## [SUPPLIED RECORDS]
§

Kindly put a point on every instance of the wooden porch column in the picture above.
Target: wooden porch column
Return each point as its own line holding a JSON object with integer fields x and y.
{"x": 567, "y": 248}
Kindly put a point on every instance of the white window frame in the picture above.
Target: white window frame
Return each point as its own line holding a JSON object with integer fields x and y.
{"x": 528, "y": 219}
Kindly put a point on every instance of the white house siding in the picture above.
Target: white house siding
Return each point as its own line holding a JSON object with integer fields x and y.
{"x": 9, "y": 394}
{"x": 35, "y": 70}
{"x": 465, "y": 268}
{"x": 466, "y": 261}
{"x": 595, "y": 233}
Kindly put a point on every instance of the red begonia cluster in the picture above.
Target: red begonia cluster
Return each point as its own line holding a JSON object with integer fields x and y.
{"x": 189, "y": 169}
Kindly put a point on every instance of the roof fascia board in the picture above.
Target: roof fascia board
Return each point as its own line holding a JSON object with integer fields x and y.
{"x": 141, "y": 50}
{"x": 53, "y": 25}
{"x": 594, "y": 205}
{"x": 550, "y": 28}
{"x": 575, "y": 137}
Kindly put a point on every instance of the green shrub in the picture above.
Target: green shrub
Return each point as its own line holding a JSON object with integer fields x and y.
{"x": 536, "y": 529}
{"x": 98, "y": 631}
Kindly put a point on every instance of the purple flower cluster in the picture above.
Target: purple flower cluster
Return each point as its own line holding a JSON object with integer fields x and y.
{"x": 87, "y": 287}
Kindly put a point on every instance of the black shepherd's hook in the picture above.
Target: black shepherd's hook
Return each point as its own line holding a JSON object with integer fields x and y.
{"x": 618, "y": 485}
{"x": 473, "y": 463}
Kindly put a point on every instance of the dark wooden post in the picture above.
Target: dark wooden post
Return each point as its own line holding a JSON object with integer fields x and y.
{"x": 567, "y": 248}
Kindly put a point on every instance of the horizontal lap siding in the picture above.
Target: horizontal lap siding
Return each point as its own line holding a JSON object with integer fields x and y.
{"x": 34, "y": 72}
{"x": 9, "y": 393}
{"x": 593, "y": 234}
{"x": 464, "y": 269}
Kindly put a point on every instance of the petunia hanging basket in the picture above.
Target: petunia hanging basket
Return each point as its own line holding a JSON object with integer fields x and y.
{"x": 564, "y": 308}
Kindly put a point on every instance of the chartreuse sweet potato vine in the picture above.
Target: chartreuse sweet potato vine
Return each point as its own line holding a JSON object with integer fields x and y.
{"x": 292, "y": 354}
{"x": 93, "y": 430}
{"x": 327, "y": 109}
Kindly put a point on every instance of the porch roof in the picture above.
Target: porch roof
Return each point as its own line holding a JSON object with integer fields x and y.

§

## [EXERCISE AIM]
Write out exactly the final stretch of the records: the line containing "Kindly put a point on every instance of the chartreuse" and every line after it, through the last, and nothing else.

## [OUTPUT FOR THIS TASK]
Kindly put a point on every instance of the chartreuse sweet potato vine in the picture above.
Target: chartreuse sweet potato vine
Return each point as its own line holding a JSON object with integer fields x and y.
{"x": 292, "y": 354}
{"x": 93, "y": 430}
{"x": 327, "y": 109}
Kindly put a point on every instance of the porch roof in the picture above.
Target: porch roof
Return each point as its own line holding a JSON object with integer fields x and y.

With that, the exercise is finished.